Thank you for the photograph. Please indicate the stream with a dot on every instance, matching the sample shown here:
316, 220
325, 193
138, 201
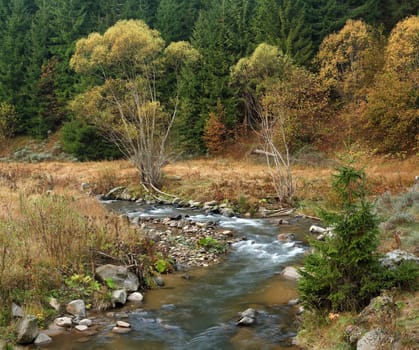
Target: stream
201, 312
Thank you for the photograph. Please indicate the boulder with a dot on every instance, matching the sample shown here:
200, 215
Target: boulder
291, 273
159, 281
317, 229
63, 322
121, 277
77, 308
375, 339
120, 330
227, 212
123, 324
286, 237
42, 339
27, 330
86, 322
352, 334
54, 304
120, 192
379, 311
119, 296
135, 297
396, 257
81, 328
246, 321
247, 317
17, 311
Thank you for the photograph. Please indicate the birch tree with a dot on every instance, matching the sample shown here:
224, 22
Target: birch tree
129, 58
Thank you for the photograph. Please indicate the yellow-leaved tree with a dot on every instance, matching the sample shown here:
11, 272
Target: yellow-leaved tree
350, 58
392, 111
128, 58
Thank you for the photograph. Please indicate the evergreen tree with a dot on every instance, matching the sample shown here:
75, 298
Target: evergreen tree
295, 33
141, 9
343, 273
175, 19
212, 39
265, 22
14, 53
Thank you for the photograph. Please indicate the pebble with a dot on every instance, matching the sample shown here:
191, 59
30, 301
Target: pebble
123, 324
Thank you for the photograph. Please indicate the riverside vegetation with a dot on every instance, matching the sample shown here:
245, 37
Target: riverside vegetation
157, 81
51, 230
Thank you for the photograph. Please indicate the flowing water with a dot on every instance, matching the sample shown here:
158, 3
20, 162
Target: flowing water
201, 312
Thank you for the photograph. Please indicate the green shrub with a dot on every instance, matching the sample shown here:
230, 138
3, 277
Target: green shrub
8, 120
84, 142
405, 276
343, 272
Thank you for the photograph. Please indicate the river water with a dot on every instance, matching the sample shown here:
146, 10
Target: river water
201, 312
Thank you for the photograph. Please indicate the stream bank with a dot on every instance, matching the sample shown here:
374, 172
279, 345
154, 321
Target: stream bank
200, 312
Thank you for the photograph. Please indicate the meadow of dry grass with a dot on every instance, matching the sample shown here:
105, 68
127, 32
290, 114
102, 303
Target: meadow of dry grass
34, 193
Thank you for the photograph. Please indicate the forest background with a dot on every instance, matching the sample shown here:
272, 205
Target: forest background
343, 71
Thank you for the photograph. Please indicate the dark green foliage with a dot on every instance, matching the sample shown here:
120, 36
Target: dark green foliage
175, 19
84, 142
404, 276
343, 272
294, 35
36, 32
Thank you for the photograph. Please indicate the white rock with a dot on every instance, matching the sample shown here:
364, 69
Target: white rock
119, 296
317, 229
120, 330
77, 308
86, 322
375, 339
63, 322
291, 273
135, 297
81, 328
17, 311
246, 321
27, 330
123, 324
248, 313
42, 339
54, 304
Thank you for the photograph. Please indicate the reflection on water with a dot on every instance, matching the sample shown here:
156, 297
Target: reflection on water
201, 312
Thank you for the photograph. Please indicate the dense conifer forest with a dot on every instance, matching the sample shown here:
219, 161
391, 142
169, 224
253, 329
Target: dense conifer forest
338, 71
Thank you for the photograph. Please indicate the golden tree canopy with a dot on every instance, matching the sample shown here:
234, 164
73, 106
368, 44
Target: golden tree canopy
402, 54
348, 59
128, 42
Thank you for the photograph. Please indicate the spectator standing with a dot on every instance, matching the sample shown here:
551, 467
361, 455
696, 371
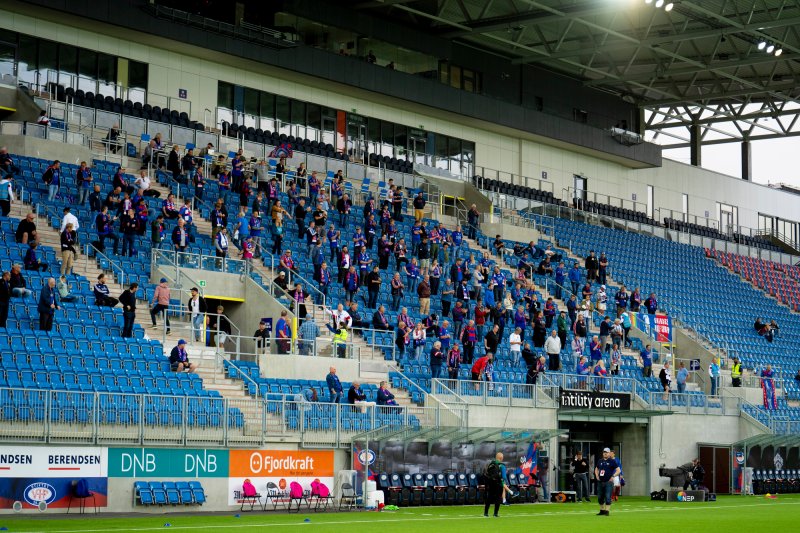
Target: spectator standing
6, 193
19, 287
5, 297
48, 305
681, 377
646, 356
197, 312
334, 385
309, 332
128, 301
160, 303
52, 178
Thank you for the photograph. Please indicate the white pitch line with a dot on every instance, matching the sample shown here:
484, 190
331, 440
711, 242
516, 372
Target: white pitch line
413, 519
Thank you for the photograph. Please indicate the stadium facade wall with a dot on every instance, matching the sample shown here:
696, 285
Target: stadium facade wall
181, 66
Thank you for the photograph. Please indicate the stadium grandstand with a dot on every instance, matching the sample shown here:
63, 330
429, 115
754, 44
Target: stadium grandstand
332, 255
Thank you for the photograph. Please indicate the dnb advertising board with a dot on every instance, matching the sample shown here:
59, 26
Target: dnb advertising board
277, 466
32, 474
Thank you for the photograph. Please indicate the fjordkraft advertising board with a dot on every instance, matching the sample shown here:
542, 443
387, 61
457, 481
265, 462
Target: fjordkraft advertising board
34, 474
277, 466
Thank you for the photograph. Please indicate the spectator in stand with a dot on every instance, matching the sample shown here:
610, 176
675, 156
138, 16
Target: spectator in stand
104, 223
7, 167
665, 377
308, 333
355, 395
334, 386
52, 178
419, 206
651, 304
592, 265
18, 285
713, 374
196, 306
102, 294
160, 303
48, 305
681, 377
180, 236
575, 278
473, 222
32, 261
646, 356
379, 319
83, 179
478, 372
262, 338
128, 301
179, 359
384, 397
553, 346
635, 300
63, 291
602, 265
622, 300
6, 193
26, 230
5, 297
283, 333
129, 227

****

**STATED TASK**
Write out all the entries exactly, except for the pictures.

**EXPECTED ANSWER**
Thank you for the photograph. Please indicate the stream with a dot on every instance, matching the sample shown here:
316, 220
325, 193
138, 201
Target: stream
201, 312
Thank you for the photograph. Please indicate the boulder with a dot on every instance, matching the sample shown here:
200, 215
Target: boulder
291, 273
159, 281
317, 229
63, 322
121, 277
77, 308
375, 339
120, 330
227, 212
123, 324
286, 237
42, 339
27, 330
86, 322
352, 334
54, 304
120, 192
379, 311
119, 296
135, 297
396, 257
81, 328
246, 321
247, 317
17, 311
Thank you for the photograph. Please indicate the birch tree with a dot on every instance, matching the sample shown here:
224, 22
Target: birch tree
129, 58
Thank you for the photograph. Please indicate the yellow-leaved tree with a dot on every instance, matching the sample shown here:
11, 272
Target: yellow-leaved tree
350, 58
392, 111
128, 58
Thank you for the photograph. Please indicate the evergreen tree with a dot on every instance, matching the sample shown here:
75, 298
Target: evergreen tree
295, 33
141, 9
343, 273
175, 19
212, 39
265, 22
14, 53
Thank you for the photograph. Please indicate the pebble with a dot on every instance, matching the sample shown here:
191, 59
30, 301
Target: pebble
123, 324
Thank you for the photograph. Please indicate the riverside vegetation with a dot on every instance, matching the sample shown here:
245, 37
Target: riverside vegetation
157, 81
51, 230
Thank you for the photograph. Please indicate the flowing water with a dot on every instance, matching the sample shown here:
158, 3
20, 162
Target: flowing water
201, 312
Thank you for the photograph. Please indicate the green shrub with a dot on every instance, matching the sample shown here:
230, 138
3, 277
Target: green shrub
8, 120
84, 142
405, 276
343, 272
Thank you for the photograph. Please indicate the river water with a dot on every instance, matching the sample shown here:
146, 10
Target: river water
201, 312
Thank you for the photograph. Please indicate the stream bank with a dot on every instance, matching the sample shown here:
374, 172
279, 345
154, 321
Target: stream bank
200, 312
Thank you for the photograph. Please indicate the meadow of dry grass with a dot on every instance, matching the sample shown here:
105, 68
127, 32
290, 114
102, 303
Target: meadow of dry grass
34, 193
Thank you for the photograph. Please indicate the forest background with a dot on every instance, matching the sample shown here:
272, 205
Target: forest background
343, 71
Thank you for the photograph. Please indicate the dark green foliage with a dot on every instance, matching the sample shown here:
120, 36
Target: dark green foliage
175, 19
84, 142
404, 276
343, 272
294, 35
36, 32
Thank you for the photograph. Please indicate the white rock with a dot on every instance, matching the sample shown here:
364, 69
Target: white rock
119, 296
317, 229
120, 330
77, 308
86, 322
375, 339
63, 322
291, 273
135, 297
81, 328
17, 311
246, 321
27, 330
123, 324
248, 313
42, 339
54, 304
Thank you for the photograph. Please indicate the reflection on water with a dot on every instance, matching the sample shown here:
156, 297
Target: reflection on water
201, 312
Thank you for the photograph. Please indicate the dense conifer forest with a dot on every instance, matching the sample shown here:
219, 161
391, 142
169, 224
253, 329
Target: dense conifer forest
338, 71
Thank you for the photograph. Please indicate the golden tree canopy with a dot on every instance, matching the sample shown here:
234, 164
73, 106
368, 44
Target: golden tree canopy
402, 54
348, 59
128, 42
Thank you for the photograph. Please indicate the spectator standing with a dot on every instance, matching the sample shown here:
551, 467
361, 455
696, 371
Target: spectator standing
6, 193
19, 287
5, 297
48, 305
681, 377
646, 356
197, 312
334, 385
309, 332
128, 301
160, 303
52, 178
Thank you for the photograph. Please indicate the white pitch line with a dot on every instance, matching the sample shown here:
484, 190
331, 440
711, 242
516, 372
Target: white pitch line
413, 519
Thank you for the photograph. Please indicate the stadium facade wall with a dot on every instance, matching the sample shown here:
696, 285
Target: stadium facade wall
181, 66
Thank you for the photograph. Please indicate the stadium grandstand with a dot on every instance, matching the sample shown here:
63, 330
429, 115
754, 44
Target: stadium grandstand
332, 255
Thank you for the photograph. Please indicate the dnb advertising board with a dot on every instance, matching the sample shown here:
59, 26
Target: dnb advertising board
277, 466
32, 474
Thank you for the photograph. Please indicate the fjordkraft advertising board with a dot on every instance, matching the sample shown here:
542, 443
387, 61
457, 481
265, 462
Target: fjordkraft advertising board
34, 474
277, 466
Thank you for the photograph. Please indicate the spectator in stand with a dot on every instance, matching the sample shown here:
610, 176
675, 156
138, 16
Target: spectator in stand
104, 223
7, 167
665, 377
308, 333
355, 395
334, 386
52, 178
419, 206
651, 304
592, 265
18, 285
713, 374
196, 306
102, 294
160, 303
48, 305
681, 377
180, 236
575, 278
473, 222
32, 261
646, 356
379, 319
83, 179
478, 372
262, 338
128, 301
179, 359
384, 397
553, 346
635, 300
63, 291
602, 265
622, 300
6, 193
26, 230
5, 297
283, 333
129, 227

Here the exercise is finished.